■ Text extract
Nemesio ‘El Mencho’ Oseguera, the notorious leader of the Jalisco New Generation Cartel, has been killed in a military operation, marking a significant blow to one of Mexico’s most powerful and violent drug cartels.
Mexican drug lord Nemesio Oseguera, commonly known as ‘El Mencho,’ infamous for the bloody trail of bodies he left behind in battles with government forces and rival gangs, died in a military raid on Sunday, according to Reuters.
As the shadowy leader of the powerful Jalisco New Generation Cartel (CJNG), an international criminal enterprise widely viewed as one of Mexico’s most powerful, Oseguera masterminded the CJNG’s emergence as a criminal empire rivaling his former allies in the Sinaloa Cartel.
Oseguera was born in 1966 in a poor village in the mountains of the rugged and notoriously lawless western state of Michoacan. There, cultivation of opium poppies and marijuana have competed with avocado production for decades. He worked the fields as a boy, and later went to seek his fortune in the U.S., where prosecutors said he got into the heroin trade. After a few years, he was arrested and served time in a U.S. prison.

■ Set exercise a
List every line of the listing that contains the string "dark", copying each line in full.
The text and the listing are unrelated to each other.

■ Record extracts

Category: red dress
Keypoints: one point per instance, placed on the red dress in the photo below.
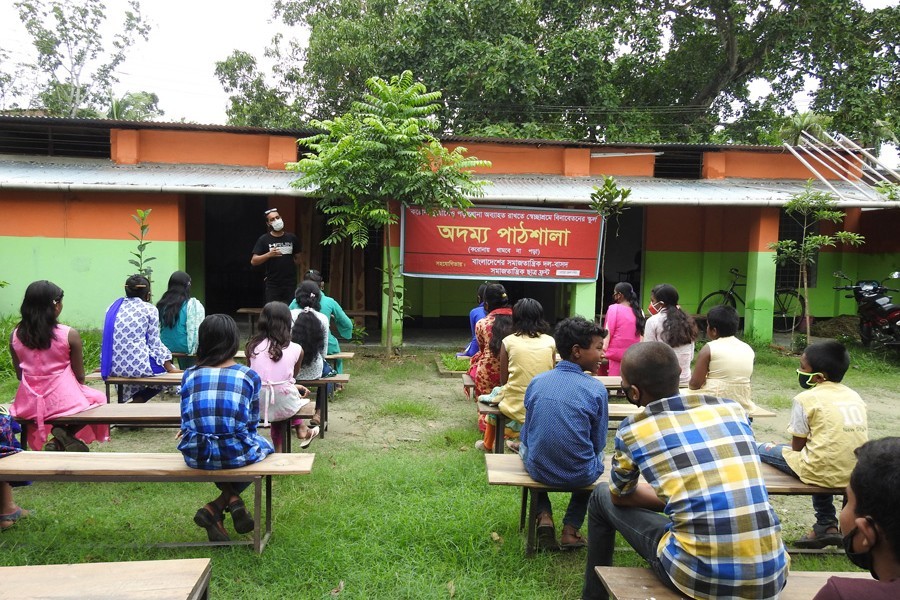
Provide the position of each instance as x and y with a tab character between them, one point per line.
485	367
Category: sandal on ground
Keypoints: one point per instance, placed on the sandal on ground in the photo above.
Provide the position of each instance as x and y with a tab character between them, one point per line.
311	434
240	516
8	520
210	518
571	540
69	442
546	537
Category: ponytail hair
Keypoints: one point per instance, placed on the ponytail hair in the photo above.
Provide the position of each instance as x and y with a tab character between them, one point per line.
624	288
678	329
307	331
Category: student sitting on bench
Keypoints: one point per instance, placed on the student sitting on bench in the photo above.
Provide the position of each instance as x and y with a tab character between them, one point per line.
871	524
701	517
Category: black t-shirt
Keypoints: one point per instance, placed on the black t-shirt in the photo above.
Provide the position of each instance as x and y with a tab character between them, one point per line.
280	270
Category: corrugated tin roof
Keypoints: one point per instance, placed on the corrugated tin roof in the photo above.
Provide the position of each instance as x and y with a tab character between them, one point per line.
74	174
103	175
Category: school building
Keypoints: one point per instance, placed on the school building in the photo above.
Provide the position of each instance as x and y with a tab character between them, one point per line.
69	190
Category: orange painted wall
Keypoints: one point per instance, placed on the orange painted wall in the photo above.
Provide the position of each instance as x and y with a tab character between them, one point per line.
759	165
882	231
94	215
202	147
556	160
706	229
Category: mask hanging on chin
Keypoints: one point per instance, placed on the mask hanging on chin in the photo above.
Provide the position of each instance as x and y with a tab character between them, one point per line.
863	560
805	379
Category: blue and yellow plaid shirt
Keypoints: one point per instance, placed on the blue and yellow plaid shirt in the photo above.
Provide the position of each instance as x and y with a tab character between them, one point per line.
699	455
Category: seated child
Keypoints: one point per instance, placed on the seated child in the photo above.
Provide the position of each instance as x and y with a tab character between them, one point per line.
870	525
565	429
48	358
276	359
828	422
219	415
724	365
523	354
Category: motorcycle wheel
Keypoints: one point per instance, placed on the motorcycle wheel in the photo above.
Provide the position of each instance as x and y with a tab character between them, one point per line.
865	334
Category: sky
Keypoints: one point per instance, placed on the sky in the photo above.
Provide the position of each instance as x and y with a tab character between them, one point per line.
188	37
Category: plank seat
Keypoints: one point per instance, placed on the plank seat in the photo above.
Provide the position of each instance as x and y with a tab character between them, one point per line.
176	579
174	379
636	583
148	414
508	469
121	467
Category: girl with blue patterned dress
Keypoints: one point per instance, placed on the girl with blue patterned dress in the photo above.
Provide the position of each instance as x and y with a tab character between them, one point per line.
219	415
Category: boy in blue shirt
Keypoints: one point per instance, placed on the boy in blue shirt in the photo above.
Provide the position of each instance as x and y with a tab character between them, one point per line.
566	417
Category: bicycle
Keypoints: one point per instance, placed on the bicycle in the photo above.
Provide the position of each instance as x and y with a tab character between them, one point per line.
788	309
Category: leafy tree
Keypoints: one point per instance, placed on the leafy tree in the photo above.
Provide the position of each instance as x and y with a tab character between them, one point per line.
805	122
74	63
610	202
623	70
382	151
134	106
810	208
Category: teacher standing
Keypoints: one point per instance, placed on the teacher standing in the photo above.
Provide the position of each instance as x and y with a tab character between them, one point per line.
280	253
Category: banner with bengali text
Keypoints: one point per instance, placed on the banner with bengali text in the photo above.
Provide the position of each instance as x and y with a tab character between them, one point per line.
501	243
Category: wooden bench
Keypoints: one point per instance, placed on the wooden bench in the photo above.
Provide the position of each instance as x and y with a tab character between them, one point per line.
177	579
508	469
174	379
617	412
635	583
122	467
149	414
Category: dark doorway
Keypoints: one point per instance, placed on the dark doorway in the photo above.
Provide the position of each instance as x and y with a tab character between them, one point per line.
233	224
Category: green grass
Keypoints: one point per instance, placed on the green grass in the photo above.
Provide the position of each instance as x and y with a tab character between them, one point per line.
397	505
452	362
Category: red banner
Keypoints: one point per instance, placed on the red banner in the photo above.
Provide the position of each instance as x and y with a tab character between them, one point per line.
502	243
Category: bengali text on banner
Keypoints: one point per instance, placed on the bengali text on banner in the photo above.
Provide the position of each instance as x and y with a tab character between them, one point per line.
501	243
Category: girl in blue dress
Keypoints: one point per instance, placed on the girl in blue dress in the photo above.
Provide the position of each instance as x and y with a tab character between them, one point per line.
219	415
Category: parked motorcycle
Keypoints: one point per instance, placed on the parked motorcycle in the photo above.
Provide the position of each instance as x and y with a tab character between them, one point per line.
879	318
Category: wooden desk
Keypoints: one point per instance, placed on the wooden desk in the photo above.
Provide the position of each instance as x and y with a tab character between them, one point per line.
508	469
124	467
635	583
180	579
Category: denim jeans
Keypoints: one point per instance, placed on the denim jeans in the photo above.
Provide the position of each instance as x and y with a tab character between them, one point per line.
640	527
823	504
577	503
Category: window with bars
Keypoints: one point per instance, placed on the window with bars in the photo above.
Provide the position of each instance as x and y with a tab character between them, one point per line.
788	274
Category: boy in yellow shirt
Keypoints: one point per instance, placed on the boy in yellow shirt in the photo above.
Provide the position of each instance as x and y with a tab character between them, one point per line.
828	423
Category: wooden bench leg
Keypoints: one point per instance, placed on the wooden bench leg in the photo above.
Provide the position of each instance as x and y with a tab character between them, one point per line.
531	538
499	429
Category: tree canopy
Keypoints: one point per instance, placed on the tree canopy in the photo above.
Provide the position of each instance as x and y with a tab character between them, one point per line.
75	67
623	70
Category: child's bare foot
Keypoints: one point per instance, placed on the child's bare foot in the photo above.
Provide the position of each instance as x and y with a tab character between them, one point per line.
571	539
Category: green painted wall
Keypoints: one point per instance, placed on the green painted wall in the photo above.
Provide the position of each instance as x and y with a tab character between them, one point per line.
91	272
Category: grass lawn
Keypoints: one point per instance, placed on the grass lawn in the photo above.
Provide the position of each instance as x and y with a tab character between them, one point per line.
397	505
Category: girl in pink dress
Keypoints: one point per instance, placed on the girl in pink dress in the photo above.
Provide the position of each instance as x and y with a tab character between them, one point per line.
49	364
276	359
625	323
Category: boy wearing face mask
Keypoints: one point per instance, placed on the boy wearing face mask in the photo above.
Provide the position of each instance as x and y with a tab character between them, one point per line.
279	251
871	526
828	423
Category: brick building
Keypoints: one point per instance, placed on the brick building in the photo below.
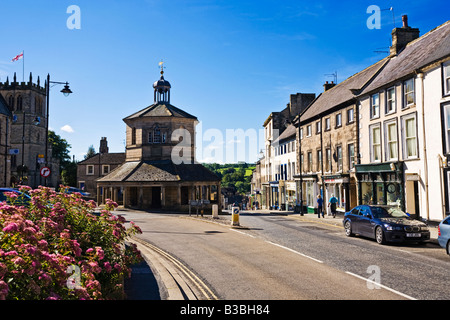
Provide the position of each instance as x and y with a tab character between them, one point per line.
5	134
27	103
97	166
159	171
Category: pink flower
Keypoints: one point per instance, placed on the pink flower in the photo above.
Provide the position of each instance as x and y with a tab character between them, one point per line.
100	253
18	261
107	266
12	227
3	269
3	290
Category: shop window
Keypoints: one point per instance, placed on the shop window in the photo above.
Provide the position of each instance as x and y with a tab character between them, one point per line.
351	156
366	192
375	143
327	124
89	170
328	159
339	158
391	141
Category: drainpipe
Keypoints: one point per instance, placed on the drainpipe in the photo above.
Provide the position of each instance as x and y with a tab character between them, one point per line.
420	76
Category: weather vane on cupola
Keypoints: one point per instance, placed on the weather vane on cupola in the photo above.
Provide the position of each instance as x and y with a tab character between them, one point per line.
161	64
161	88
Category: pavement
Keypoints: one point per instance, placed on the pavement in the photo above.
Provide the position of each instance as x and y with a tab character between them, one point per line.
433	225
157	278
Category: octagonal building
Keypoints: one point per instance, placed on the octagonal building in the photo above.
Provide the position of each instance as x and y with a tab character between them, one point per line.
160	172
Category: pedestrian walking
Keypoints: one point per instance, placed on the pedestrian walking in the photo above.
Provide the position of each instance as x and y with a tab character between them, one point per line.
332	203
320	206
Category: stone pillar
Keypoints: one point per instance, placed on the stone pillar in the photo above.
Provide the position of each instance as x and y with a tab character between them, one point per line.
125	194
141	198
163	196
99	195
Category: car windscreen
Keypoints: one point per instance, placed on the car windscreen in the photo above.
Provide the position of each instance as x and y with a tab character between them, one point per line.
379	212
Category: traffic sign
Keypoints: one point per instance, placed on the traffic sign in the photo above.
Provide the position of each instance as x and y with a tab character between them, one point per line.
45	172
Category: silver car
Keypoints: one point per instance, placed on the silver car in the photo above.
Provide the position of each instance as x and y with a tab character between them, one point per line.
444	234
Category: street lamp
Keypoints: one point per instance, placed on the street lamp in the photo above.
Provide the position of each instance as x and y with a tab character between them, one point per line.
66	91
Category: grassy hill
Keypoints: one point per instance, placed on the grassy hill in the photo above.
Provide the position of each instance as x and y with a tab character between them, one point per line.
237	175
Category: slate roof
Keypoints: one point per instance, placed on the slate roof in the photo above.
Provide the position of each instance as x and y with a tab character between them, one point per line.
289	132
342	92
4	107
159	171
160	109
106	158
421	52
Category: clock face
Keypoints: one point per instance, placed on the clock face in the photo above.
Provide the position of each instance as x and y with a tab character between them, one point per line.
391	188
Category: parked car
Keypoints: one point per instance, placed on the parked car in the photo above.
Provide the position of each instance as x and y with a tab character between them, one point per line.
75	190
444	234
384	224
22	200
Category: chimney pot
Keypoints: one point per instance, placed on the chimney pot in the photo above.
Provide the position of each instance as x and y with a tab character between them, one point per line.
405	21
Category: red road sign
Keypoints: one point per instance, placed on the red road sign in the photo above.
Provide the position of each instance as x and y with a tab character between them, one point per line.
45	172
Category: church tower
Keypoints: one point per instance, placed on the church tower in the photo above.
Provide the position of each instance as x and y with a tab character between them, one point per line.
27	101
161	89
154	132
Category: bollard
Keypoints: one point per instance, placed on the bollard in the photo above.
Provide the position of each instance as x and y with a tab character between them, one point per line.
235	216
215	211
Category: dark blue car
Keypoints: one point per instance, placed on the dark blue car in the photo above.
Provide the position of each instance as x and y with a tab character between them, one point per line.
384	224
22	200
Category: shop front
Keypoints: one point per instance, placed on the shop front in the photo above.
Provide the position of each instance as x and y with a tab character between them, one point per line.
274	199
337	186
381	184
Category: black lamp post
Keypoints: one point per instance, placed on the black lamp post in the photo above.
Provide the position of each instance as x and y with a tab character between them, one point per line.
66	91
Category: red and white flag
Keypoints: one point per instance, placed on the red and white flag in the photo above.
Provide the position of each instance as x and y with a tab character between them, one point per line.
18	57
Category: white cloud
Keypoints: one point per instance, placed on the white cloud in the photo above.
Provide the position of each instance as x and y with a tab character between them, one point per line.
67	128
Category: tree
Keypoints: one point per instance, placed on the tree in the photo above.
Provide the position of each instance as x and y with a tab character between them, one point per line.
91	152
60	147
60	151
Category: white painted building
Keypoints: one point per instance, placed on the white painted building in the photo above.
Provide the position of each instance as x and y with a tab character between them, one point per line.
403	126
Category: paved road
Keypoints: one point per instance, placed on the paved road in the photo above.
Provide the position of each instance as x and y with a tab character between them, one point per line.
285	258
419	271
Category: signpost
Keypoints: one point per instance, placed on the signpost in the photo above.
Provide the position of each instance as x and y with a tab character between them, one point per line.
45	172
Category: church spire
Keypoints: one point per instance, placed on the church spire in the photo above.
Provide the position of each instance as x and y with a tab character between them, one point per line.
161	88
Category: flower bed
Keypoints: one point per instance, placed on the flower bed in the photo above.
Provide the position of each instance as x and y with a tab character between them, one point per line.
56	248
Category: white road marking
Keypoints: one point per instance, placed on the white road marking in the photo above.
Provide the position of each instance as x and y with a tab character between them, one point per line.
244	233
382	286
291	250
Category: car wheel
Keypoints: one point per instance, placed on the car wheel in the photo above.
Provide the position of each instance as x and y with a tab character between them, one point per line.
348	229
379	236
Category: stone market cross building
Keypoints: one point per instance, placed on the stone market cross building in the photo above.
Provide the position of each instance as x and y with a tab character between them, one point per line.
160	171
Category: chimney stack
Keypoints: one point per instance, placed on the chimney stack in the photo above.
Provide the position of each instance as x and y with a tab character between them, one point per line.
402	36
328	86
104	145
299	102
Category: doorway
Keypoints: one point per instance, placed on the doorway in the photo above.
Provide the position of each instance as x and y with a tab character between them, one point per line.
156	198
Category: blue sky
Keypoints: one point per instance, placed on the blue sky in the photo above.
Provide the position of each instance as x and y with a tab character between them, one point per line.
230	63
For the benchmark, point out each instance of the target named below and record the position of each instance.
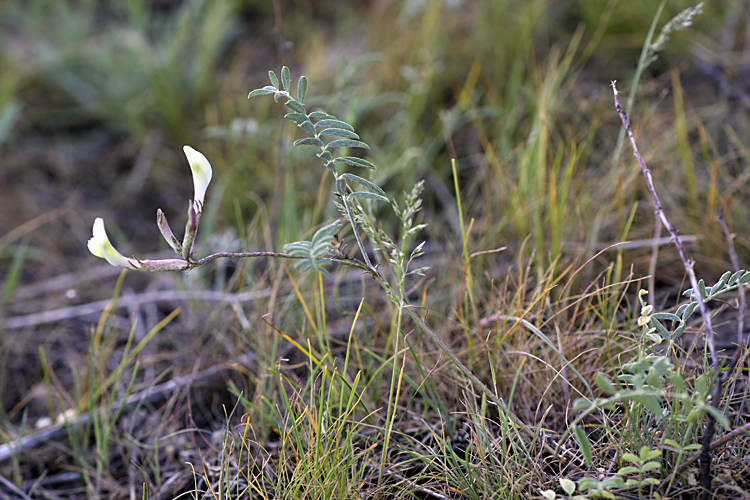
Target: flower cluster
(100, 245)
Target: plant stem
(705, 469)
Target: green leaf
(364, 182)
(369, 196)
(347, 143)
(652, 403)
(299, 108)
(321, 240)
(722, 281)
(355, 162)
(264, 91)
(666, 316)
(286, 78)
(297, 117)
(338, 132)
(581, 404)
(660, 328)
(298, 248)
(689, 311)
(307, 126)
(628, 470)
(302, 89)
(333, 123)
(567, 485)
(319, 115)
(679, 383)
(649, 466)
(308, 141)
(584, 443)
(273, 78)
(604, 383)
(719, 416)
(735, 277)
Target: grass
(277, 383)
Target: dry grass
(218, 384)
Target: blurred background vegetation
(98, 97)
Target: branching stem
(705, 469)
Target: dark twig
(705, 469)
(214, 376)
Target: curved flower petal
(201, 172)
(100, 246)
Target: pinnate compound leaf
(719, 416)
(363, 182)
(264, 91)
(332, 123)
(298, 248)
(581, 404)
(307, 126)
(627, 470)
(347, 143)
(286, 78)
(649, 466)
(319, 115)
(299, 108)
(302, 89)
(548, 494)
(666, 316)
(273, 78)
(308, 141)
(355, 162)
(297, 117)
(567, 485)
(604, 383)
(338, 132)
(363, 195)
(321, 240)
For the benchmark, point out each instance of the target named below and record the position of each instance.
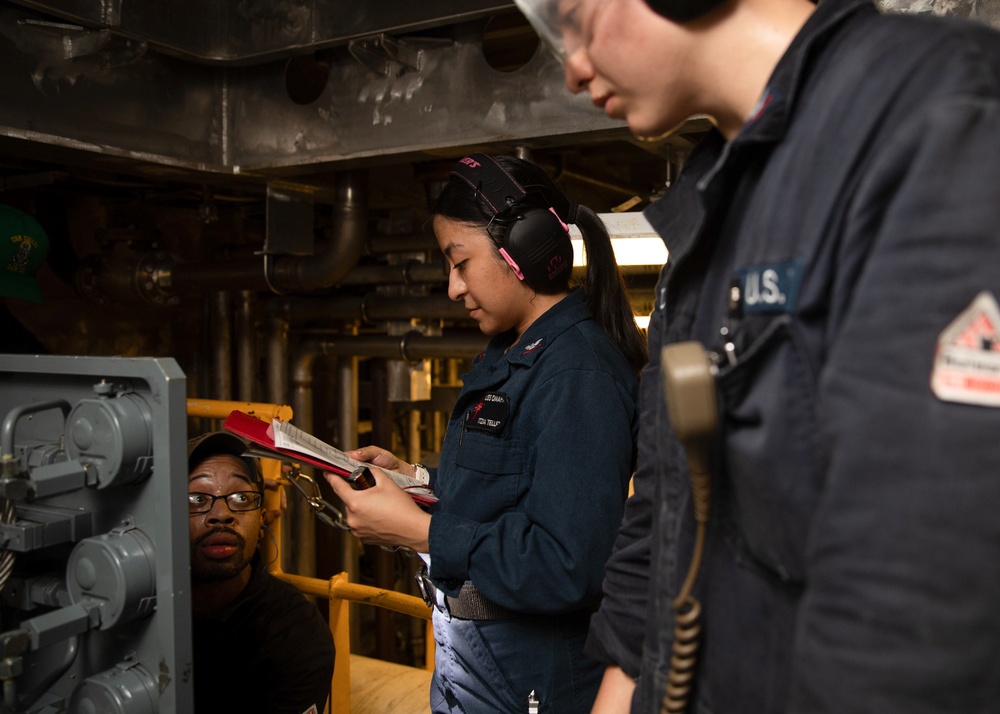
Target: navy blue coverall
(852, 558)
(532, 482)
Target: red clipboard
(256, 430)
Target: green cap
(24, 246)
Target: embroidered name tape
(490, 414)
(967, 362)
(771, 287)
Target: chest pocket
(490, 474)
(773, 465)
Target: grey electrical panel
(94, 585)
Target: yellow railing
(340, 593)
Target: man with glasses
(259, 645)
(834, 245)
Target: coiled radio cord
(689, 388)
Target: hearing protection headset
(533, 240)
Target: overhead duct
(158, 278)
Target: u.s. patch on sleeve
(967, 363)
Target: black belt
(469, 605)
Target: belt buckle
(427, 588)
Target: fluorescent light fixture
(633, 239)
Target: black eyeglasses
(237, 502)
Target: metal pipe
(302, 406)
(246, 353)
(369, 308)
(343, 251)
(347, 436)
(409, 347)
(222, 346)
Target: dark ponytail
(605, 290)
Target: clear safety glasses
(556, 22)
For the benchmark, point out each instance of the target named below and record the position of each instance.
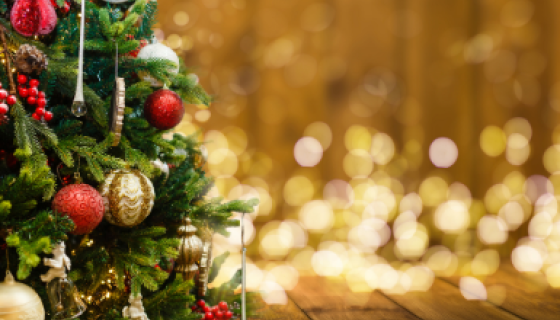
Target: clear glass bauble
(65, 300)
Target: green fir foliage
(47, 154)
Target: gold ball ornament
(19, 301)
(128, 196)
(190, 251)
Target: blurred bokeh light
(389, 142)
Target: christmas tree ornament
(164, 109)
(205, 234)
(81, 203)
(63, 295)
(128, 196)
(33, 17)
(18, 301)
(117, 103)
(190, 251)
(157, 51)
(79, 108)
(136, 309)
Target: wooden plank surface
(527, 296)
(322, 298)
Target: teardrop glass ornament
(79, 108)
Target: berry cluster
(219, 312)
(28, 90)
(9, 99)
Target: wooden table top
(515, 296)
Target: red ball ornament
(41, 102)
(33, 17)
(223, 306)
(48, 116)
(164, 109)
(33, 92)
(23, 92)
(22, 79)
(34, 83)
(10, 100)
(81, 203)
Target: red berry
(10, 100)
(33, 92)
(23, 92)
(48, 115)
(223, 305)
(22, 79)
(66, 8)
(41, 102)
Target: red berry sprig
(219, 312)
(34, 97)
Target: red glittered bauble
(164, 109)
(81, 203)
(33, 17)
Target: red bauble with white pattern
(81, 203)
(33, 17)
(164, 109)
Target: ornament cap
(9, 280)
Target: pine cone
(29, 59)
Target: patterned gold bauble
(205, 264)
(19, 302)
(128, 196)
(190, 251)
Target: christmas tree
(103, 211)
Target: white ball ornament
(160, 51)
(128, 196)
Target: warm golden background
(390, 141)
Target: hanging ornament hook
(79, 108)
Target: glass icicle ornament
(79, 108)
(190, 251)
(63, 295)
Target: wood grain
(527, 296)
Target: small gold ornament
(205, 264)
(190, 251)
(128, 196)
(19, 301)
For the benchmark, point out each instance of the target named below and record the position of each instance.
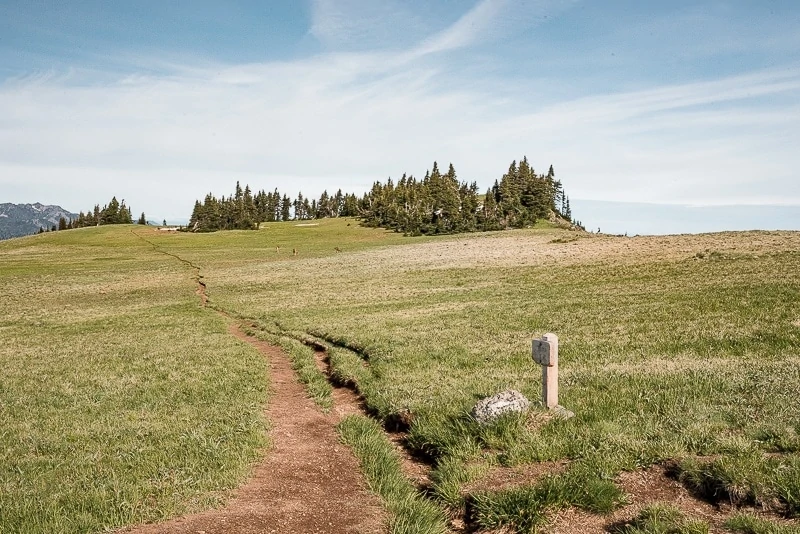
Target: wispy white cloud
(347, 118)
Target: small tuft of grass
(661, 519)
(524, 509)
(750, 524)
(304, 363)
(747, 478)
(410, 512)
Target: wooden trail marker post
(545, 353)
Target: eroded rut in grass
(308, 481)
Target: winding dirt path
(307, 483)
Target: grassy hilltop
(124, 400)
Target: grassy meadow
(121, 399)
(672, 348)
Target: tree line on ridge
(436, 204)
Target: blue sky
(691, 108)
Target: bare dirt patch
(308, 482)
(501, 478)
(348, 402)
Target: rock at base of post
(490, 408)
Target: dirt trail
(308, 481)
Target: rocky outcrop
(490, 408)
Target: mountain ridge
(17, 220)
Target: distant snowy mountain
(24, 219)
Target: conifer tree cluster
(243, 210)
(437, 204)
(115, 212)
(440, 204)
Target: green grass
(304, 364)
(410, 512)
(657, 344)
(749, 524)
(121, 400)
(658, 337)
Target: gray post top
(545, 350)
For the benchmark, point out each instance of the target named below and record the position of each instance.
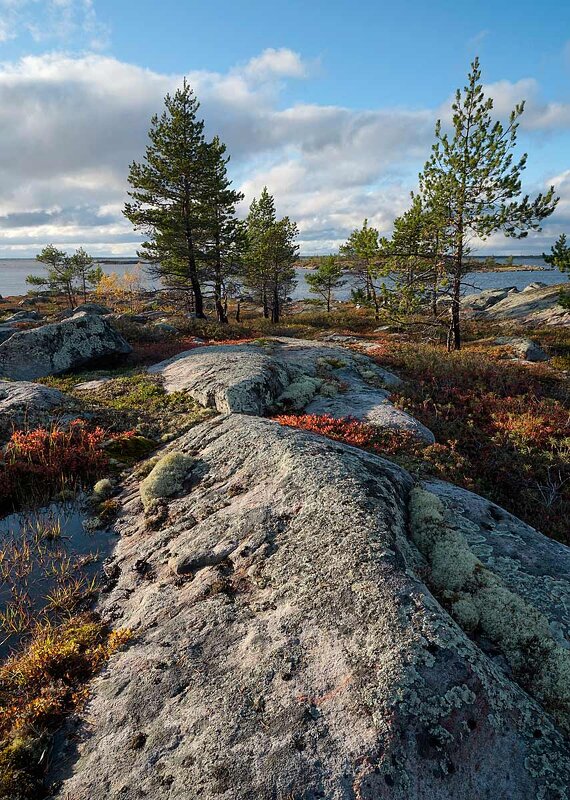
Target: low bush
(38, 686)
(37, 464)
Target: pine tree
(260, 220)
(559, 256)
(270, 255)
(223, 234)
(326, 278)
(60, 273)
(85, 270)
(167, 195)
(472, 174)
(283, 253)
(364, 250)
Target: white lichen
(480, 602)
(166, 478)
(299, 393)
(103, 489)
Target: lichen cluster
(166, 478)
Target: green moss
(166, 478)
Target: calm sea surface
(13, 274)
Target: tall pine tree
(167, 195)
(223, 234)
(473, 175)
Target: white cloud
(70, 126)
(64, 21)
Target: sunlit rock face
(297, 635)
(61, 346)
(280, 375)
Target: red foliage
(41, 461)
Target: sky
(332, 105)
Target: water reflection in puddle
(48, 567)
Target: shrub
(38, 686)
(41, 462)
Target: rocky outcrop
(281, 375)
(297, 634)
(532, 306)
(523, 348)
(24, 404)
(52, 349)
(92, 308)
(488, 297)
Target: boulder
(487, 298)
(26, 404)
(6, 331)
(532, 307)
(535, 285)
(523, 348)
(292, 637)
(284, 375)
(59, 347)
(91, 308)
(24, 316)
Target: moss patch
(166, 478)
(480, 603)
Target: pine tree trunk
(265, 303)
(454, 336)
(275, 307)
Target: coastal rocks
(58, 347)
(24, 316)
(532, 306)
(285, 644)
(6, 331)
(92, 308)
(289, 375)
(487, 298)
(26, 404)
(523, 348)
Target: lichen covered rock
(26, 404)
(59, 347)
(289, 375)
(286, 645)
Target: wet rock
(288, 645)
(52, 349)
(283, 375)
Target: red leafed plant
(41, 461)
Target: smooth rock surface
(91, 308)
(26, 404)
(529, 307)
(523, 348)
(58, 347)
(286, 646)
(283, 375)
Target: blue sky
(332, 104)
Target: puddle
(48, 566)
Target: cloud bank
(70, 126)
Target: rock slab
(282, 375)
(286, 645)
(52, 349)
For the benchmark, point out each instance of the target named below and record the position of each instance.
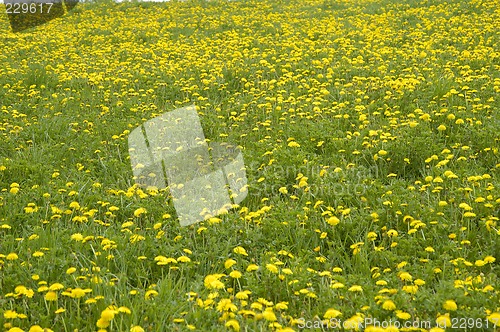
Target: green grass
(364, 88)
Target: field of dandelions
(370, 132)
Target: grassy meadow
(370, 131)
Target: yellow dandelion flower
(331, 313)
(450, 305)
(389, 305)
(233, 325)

■ Set exercise b
According to the article on Nemesio Oseguera, in which Mexican state was he born?

■ Expected answer a
Category: dark doorway
Keypoints: one point per instance, placed on the dark doorway in the photo above.
Category: dark blue car
Keypoints: one point per instance, placed on the dark blue car in the photo above.
Target: dark twig
Target: dark ponytail

■ Expected answer b
Michoacan